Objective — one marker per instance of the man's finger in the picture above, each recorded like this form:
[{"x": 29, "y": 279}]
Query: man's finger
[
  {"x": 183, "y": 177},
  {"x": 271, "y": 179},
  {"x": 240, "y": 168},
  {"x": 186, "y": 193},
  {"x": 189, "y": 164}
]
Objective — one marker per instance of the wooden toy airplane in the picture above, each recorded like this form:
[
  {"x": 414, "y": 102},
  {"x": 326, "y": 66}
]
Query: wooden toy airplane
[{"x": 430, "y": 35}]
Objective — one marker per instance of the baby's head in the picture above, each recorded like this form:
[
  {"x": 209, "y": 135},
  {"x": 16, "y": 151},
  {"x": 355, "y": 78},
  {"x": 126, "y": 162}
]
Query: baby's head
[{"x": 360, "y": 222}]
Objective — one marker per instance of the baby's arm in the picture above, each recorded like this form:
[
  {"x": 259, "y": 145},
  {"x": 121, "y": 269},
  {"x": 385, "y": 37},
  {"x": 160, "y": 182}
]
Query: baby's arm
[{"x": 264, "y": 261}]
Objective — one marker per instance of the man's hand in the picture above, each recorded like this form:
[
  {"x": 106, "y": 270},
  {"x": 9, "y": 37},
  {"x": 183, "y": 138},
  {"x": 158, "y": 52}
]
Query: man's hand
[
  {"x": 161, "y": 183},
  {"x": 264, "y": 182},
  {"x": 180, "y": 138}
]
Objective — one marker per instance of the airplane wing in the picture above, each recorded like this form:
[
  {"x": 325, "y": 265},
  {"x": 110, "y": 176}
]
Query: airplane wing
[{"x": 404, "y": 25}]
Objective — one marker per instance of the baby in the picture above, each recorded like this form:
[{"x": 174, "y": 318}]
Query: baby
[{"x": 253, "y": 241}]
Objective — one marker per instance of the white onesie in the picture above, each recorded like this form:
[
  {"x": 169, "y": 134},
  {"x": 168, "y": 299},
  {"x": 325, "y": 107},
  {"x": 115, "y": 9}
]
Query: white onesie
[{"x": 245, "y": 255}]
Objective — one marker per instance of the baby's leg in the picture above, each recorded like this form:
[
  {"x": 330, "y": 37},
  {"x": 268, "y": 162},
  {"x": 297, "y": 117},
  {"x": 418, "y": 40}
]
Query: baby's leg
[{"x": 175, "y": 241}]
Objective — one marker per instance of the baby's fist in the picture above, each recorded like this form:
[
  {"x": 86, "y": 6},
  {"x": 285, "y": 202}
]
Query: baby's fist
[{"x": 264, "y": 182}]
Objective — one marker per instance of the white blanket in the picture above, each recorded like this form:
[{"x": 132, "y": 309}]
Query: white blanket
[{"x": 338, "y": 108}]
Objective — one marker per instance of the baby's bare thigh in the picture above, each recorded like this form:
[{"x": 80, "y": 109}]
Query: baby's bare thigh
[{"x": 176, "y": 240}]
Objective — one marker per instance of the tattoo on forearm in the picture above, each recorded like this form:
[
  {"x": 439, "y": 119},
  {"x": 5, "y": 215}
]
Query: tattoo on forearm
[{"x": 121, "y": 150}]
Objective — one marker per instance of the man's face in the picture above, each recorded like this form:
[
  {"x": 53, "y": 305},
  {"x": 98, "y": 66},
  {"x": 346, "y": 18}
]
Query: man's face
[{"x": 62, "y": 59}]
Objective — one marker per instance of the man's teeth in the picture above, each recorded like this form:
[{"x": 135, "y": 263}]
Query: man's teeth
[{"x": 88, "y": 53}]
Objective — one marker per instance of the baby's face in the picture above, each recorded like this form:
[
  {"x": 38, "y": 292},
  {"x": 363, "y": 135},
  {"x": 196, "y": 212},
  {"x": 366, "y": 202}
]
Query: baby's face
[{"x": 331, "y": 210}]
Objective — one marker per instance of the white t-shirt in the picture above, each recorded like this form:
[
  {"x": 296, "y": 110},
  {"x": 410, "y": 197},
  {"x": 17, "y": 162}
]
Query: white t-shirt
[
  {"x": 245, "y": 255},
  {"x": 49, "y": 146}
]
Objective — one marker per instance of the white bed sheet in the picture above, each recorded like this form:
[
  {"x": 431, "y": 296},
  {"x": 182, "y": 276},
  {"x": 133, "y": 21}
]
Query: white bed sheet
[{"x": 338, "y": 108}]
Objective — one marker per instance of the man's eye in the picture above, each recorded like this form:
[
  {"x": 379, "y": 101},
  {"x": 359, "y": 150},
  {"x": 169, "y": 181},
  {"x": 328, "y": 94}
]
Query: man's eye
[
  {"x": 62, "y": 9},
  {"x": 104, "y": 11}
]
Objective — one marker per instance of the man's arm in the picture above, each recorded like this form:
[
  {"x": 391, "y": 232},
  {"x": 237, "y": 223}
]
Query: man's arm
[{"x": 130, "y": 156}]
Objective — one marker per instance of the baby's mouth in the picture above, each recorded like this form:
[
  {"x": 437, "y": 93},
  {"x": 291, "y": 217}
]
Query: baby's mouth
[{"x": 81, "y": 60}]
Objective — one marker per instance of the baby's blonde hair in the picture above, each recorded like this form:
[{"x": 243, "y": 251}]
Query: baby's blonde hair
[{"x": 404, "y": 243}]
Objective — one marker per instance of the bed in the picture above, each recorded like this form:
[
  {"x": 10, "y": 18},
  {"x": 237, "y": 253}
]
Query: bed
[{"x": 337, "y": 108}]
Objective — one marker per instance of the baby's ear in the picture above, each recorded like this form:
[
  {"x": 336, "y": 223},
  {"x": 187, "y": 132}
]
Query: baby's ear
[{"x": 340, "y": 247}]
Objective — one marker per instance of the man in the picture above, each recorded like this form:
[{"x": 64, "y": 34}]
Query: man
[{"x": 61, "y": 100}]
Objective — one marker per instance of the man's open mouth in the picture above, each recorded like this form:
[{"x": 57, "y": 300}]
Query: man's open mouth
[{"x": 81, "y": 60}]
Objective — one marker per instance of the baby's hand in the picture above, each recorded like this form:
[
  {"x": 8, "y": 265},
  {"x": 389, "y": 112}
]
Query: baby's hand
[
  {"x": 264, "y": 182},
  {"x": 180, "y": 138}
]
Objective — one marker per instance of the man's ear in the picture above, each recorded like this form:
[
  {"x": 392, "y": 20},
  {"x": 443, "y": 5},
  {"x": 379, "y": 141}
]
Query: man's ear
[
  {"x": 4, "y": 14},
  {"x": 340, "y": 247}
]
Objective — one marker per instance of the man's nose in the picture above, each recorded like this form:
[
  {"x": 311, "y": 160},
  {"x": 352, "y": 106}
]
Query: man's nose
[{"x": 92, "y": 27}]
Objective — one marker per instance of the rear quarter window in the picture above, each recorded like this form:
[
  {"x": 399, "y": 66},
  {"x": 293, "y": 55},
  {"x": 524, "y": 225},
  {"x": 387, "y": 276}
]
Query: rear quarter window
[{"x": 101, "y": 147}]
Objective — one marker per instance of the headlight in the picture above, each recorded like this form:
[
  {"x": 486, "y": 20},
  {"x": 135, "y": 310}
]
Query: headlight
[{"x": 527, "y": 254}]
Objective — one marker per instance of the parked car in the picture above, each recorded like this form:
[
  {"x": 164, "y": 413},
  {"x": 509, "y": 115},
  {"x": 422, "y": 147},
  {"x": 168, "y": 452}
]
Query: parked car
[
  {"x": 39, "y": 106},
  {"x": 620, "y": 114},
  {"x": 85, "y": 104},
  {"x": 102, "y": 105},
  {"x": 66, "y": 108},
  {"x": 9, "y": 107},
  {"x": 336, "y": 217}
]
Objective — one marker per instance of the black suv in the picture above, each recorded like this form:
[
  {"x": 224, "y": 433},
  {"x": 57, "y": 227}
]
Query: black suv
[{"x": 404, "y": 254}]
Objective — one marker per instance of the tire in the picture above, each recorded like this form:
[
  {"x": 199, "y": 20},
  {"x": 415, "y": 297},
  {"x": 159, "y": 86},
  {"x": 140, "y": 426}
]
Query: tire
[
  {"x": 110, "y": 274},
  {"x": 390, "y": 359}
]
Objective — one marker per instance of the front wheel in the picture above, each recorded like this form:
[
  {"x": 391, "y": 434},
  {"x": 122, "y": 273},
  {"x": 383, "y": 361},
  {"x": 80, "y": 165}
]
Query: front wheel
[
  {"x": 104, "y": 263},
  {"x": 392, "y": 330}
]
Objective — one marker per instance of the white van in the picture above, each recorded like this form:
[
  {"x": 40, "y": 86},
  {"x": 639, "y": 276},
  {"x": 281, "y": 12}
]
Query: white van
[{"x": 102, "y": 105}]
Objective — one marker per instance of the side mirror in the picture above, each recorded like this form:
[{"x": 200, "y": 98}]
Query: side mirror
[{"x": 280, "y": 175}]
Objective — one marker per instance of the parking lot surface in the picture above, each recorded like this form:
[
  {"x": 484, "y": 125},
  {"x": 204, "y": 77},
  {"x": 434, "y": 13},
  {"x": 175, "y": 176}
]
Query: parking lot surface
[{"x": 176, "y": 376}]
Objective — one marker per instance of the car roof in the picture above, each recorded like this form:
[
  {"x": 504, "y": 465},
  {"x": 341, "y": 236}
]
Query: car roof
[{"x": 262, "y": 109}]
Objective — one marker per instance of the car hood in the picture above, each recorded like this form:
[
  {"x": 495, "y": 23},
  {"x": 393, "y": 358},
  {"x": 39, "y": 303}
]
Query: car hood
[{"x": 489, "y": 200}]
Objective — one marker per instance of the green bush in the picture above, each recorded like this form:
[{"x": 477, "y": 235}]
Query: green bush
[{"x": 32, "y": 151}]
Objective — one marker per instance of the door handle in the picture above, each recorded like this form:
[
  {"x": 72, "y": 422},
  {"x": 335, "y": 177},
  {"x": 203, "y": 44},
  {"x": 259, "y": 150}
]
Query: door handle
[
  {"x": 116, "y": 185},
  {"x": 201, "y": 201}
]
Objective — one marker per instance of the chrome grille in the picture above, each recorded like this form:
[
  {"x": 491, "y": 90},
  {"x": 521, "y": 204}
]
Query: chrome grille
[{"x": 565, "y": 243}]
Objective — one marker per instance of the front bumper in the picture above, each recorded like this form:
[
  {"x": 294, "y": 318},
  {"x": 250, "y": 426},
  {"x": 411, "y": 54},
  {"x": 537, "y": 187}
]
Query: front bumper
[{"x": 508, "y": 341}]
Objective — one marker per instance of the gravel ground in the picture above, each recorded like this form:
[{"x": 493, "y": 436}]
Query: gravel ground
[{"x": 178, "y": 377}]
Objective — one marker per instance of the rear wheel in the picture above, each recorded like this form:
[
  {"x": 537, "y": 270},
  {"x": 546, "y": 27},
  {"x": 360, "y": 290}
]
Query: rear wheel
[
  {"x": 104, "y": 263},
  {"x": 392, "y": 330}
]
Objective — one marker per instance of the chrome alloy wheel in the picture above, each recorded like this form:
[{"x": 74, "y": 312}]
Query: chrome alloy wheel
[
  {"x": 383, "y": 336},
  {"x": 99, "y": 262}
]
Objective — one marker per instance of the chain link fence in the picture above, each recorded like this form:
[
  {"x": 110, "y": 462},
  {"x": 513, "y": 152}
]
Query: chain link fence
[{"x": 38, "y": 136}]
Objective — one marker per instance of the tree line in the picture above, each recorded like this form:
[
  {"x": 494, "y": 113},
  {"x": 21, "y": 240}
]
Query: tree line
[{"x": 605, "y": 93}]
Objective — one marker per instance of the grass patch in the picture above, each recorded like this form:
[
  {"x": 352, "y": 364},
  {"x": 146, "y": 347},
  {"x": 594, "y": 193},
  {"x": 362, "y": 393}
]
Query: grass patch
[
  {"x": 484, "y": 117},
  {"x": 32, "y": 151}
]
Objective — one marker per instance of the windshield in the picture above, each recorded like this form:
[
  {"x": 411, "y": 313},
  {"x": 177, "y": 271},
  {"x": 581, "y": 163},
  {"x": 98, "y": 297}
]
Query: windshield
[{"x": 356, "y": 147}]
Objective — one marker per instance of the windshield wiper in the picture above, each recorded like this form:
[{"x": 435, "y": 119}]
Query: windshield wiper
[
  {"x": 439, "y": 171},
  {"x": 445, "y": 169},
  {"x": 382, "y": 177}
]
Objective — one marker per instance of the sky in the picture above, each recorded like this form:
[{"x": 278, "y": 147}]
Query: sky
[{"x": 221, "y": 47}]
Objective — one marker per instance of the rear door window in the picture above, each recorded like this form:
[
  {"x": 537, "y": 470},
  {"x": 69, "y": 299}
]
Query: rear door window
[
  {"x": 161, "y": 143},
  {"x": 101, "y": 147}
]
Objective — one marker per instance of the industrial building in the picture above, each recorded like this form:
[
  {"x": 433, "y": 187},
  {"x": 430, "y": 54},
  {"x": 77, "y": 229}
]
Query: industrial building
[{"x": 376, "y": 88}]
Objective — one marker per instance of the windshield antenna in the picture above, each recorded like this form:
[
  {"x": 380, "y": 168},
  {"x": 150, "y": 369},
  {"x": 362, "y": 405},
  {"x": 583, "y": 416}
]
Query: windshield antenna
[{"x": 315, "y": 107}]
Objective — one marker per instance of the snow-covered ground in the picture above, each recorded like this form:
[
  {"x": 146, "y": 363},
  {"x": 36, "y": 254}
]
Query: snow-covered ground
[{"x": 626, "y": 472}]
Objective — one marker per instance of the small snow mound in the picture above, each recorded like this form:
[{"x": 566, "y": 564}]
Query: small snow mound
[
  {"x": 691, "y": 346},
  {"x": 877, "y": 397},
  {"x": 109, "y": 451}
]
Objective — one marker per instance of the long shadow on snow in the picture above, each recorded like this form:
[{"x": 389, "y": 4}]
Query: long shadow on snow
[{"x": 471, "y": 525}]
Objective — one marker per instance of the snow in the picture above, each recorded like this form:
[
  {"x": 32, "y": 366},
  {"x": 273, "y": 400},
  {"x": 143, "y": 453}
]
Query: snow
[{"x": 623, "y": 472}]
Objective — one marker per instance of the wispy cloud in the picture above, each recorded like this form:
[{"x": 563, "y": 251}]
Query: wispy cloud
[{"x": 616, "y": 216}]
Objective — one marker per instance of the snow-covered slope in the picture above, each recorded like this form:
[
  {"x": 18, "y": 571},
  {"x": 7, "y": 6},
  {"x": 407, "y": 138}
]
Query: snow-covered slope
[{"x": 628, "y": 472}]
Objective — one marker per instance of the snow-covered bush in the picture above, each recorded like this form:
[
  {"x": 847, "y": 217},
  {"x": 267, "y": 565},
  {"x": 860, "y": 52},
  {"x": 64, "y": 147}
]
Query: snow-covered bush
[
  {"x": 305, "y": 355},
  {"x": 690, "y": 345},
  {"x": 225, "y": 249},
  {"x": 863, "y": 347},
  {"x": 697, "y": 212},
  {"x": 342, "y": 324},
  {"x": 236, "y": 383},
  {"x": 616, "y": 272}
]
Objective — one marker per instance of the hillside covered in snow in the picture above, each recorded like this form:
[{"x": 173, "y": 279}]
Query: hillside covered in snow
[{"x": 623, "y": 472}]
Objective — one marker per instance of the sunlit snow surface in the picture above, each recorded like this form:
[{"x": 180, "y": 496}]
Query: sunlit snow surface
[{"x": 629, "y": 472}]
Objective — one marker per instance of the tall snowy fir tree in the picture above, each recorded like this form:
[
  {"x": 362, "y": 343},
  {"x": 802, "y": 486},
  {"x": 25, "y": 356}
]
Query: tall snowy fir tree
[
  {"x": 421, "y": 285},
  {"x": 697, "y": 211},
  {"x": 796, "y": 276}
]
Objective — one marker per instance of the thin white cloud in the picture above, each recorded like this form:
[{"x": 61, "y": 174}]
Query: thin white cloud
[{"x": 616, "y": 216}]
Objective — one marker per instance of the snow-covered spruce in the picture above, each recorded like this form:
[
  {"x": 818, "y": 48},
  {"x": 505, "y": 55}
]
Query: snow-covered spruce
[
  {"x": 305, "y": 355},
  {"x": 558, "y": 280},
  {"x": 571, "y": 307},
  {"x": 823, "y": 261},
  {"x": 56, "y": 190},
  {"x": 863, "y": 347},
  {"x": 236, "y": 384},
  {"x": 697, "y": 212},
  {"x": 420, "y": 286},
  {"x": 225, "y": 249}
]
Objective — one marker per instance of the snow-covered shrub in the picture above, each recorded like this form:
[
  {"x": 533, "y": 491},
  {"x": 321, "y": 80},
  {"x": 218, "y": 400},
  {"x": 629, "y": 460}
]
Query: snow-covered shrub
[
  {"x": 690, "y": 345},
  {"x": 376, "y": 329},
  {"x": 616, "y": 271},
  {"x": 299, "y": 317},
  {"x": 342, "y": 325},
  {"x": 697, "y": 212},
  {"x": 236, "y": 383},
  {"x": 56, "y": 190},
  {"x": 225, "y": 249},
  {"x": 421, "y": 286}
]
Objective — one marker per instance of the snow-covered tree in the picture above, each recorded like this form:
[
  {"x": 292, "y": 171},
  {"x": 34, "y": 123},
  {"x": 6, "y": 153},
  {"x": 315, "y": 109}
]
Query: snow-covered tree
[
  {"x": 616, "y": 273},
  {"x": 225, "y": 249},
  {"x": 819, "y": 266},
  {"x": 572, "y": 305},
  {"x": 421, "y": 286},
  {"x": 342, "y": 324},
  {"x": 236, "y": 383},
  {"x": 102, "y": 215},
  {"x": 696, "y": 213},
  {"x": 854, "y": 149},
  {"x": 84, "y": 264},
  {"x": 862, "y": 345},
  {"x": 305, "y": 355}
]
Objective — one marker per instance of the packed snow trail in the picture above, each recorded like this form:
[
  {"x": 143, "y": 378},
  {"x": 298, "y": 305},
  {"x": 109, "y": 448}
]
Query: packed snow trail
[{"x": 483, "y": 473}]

----

- Task description
Transcribe the records above exactly, but only from the line that contains "Objective — one marker per instance of the packed" through their final line, inclusive.

- Exercise output
Objective — one marker per instance of the packed snow trail in the picture above, each recorded like this form:
[
  {"x": 143, "y": 378},
  {"x": 298, "y": 305},
  {"x": 109, "y": 448}
]
Query: packed snow trail
[{"x": 483, "y": 473}]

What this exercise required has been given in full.